Data to examine Start Marker
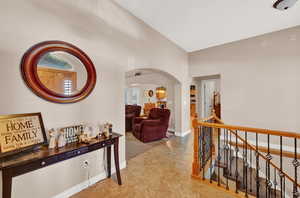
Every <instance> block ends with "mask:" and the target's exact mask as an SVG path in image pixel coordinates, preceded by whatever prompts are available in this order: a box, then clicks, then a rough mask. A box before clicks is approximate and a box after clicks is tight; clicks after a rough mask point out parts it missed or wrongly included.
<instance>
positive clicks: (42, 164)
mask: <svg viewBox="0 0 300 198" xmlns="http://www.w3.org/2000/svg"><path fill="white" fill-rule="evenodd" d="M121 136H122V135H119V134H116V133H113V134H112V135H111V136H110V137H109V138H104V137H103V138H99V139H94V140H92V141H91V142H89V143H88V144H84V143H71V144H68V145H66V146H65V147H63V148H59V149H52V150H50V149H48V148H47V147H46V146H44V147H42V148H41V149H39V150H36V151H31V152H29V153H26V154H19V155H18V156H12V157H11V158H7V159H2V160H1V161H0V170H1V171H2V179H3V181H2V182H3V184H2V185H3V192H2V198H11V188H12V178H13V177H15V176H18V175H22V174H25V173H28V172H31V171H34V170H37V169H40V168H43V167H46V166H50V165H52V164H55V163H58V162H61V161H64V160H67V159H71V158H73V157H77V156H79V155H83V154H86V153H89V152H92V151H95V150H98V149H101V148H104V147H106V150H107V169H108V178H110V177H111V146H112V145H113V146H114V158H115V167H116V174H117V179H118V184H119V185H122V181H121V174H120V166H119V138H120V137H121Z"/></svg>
Data to examine End Marker
Data to examine Start Marker
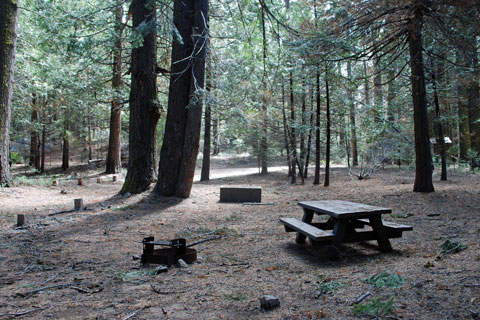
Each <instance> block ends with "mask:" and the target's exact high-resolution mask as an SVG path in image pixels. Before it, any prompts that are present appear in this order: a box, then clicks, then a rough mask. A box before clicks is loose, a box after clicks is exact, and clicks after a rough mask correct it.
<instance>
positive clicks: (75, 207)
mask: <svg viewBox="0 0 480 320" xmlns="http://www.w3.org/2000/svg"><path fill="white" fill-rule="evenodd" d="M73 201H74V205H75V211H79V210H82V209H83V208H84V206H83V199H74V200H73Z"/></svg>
Data to examine End Marker
### What needs to be done
Could you repeat the entries without any change, beginning at the line that contains "Every <instance> block" and stopping after the line that contains "positive clicks: (42, 164)"?

### Exercise response
Every <instance> block ends with "mask:" and the target's exact mask as an SVG path in image pixel coordinates, preceded by whatever prompts are available in this order: a box, then clicks, then a rough mask. A box before clicks is approximate and a box after clicks is tight; clicks after a rough mask point out parts it missed or wrongly included.
<instance>
positive clicks: (42, 164)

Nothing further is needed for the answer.